■ Goal 1 ■
In the coatings text below, take the part that opens with the words "The vacuum vapor" and closes with "instances, completely impractical.", and write it out again, changing "unwieldy" to "cumbersome".

---------- Page ----------

The invention herein described was made in the course of or under a contract with the Department of the Air Force. 7
BACKGROUND OF THE INVENTION The present invention relates in general to high temperature, oxidation resistant coatings and processes for achieving such coatings, particularly those of the iron/ chromium/ aluminum/ yttrium type.
In the patent to Talboom, Jr. et a1. 3,542,530 of common assignee with the present invention, there is described an advanced coating for the nickel-base and cobalt-base superalloys. The coating contemplated therein comprises, by weight, about 20-50 percent chromium, 10-20 percent aluminum, 0.03-2 percent yttrium or the like, balance iron. Because of the particular nature of this coating, specifically its high melting point, reference is made to the now conventional method of its application to a suitable substrate by vapor deposition from a molten pool of coating material in a vacuum chamber.
The vacuum vapor deposition techniques are essentially line-of-sight processes insofar as coating deposition is concerned and are, accordingly, most readily adapted to the coating of relatively small components, such as turbine blades or vanes. When the coating is desired on large parts or in internal passages shielded from the molten pool, the vapor deposition method becomes much more unwieldy and, in some instances, completely impractical.
In the patent to Joseph 3,102,044, also of common assignee with the present invention, there is described a slurry process for forming a protective aluminide coating on certain alloy parts. Since according to the Joseph technique a suitable coating slurry is merely painted or sprayed on the surfaces to be protected, with a subsequent heat treatment forming the desired protective aluminide, size of the part is of no importance, as distinguished from the vapor deposition methods.
The Joseph technique effects the generation of the protective coating by the reaction of aluminum in the slurry to form aluminides of the substrate metal from which the basic oxidation resistance is attained. The coatings of the iron/chromium/aluminum/yttrium type (hereinafter called FeCrAlY) depend, not as in Joseph on a reaction with the substrate, but rather on the formation of the FeCrAlY alloy at the surface-and within a certain compositional range for the reasons set forth in the Talboom, Jr. et al. patent.

---------- Record list ----------

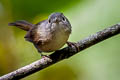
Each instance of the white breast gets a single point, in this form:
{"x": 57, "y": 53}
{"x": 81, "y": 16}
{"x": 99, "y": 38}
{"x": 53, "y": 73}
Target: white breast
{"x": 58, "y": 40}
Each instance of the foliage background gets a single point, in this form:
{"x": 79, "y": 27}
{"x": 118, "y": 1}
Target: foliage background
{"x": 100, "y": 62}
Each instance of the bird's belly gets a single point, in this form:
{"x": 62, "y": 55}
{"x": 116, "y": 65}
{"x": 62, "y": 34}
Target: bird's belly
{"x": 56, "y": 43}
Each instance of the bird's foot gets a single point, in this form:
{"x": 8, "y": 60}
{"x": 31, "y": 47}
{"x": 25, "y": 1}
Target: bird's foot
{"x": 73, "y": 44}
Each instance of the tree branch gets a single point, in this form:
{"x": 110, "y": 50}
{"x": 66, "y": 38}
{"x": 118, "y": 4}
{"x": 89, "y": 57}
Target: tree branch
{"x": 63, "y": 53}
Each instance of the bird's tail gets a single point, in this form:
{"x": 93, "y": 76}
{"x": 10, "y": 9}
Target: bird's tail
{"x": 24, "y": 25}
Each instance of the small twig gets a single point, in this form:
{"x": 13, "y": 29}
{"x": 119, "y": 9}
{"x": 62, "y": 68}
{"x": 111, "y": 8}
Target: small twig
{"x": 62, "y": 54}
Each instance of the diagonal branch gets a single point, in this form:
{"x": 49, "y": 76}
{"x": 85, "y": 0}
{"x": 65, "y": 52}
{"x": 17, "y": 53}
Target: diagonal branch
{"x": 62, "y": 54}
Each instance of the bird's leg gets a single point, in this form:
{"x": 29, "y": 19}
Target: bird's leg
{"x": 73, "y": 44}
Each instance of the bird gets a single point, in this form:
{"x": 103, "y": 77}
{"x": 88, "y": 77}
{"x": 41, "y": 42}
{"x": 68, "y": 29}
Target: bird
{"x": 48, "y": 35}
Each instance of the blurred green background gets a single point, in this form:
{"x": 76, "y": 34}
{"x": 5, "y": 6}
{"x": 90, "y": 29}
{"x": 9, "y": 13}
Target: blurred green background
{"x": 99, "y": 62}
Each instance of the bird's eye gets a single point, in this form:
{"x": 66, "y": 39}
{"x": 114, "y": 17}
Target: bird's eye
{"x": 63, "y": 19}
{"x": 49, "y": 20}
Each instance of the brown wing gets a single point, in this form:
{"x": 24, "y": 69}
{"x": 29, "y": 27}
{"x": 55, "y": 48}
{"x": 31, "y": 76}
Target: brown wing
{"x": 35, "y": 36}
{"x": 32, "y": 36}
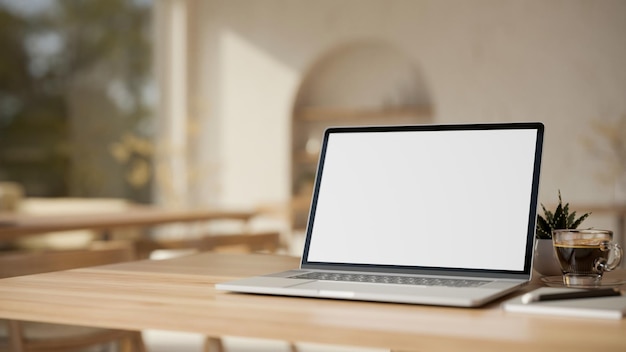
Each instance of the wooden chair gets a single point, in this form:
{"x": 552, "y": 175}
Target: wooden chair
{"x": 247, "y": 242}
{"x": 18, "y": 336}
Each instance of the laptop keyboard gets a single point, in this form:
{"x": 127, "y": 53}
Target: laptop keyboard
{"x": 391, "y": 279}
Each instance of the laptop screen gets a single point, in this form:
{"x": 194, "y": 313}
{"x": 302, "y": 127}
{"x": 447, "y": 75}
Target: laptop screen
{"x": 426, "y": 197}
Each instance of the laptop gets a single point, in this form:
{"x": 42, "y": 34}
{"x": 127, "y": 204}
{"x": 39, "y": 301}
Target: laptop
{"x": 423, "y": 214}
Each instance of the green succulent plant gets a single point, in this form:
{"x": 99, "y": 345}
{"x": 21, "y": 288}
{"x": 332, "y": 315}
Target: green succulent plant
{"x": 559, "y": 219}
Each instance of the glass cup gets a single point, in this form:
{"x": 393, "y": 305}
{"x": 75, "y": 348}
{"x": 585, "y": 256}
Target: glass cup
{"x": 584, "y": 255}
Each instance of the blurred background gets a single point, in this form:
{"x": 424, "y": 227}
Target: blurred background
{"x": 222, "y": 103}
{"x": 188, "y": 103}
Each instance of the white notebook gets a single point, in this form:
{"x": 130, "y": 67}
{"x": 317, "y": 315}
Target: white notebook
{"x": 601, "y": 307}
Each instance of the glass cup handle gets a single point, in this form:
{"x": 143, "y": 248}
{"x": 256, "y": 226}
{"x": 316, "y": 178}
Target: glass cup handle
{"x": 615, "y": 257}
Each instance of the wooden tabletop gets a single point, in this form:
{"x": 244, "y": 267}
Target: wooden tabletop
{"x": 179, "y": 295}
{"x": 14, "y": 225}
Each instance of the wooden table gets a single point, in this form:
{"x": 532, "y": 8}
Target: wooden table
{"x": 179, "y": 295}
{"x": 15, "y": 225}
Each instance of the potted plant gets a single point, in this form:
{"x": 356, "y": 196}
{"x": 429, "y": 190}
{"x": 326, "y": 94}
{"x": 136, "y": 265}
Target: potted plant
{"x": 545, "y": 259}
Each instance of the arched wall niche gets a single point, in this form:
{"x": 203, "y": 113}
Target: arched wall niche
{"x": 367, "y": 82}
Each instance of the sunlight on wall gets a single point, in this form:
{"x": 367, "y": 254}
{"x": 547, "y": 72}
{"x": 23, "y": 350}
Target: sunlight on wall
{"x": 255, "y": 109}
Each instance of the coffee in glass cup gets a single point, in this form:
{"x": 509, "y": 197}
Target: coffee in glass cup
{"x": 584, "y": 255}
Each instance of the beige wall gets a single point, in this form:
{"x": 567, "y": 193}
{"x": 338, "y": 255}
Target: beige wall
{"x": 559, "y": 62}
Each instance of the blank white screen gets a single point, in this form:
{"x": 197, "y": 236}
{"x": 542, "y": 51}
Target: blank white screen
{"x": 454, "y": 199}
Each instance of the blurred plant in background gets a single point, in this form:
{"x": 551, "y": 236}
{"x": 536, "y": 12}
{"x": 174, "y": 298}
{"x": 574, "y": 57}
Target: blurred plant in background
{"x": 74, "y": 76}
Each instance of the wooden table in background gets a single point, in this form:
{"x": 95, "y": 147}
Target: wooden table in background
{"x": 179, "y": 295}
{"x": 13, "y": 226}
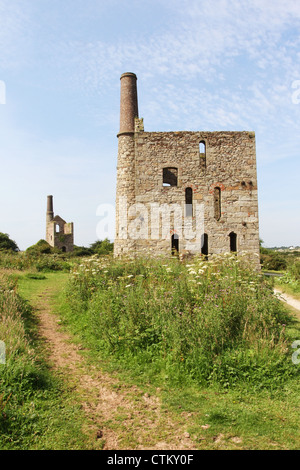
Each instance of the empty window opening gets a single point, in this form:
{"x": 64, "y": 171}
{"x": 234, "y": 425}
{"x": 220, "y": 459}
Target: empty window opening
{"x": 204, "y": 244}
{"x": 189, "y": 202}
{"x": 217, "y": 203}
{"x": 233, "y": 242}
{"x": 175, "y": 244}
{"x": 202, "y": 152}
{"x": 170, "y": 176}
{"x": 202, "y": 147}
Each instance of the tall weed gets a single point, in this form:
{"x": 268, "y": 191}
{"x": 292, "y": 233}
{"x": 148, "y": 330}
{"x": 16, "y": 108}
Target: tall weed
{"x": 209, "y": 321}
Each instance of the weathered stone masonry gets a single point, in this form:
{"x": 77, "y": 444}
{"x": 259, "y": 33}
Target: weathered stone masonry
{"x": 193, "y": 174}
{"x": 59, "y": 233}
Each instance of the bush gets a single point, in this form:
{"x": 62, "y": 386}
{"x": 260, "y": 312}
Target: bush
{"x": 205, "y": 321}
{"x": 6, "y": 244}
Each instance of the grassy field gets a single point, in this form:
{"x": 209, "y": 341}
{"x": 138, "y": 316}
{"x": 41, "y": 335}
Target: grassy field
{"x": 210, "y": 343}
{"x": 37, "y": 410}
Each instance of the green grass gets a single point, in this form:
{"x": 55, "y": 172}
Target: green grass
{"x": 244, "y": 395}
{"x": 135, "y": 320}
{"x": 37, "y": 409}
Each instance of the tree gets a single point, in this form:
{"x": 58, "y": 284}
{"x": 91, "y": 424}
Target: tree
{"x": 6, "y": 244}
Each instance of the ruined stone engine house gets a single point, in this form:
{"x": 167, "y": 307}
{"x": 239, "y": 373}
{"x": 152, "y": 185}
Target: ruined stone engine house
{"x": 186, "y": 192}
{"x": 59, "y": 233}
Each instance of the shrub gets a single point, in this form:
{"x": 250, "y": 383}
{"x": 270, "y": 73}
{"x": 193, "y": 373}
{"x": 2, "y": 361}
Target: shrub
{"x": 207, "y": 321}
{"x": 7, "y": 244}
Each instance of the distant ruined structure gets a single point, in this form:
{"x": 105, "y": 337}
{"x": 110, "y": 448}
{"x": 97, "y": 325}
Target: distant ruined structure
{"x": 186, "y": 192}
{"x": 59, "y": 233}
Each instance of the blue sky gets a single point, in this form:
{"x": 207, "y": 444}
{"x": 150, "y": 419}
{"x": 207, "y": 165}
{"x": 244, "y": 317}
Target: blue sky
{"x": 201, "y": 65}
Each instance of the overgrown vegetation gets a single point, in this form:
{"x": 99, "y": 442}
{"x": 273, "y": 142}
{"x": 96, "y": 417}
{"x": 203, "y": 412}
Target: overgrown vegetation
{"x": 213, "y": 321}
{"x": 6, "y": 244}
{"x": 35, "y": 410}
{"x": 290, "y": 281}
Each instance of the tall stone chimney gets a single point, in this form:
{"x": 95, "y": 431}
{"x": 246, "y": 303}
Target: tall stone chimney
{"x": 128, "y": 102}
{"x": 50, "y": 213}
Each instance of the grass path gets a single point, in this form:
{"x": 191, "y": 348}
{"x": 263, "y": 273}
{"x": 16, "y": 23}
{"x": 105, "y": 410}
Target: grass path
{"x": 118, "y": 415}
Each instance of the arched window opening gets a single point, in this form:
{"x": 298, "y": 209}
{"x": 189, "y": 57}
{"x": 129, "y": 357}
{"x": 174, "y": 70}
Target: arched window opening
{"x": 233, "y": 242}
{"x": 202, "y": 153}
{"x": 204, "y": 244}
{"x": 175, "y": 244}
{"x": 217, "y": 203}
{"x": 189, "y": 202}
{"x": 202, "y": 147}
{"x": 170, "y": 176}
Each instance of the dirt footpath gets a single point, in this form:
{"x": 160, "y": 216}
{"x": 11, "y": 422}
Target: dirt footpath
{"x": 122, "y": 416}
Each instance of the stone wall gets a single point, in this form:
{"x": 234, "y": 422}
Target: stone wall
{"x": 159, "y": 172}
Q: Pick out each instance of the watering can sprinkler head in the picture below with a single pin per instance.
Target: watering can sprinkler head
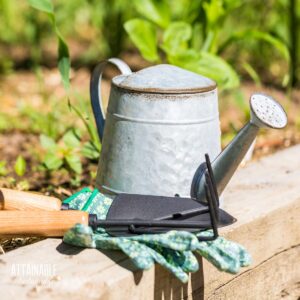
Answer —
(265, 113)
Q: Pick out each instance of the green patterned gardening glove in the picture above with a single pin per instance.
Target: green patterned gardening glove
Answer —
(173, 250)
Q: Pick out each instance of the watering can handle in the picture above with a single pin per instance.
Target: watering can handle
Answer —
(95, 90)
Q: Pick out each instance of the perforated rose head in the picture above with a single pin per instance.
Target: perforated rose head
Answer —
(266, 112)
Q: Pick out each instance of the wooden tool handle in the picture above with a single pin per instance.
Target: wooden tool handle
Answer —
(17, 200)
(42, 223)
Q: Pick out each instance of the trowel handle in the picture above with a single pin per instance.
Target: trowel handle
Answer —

----------

■ Goal 2 ■
Identify each line in the entries above that contains the string "gardening", matching case exactly, and copy those lines.

■ Correct result 1 ■
The vacuum vapor deposition techniques are essentially line-of-sight processes insofar as coating deposition is concerned and are, accordingly, most readily adapted to the coating of relatively small components, such as turbine blades or vanes. When the coating is desired on large parts or in internal passages shielded from the molten pool, the vapor deposition method becomes much more cumbersome and, in some instances, completely impractical.

■ Correct result 2 ■
Q: Pick out each instance of the green patterned gardening glove in the picture above with a single pin per instance.
Target: green patterned gardening glove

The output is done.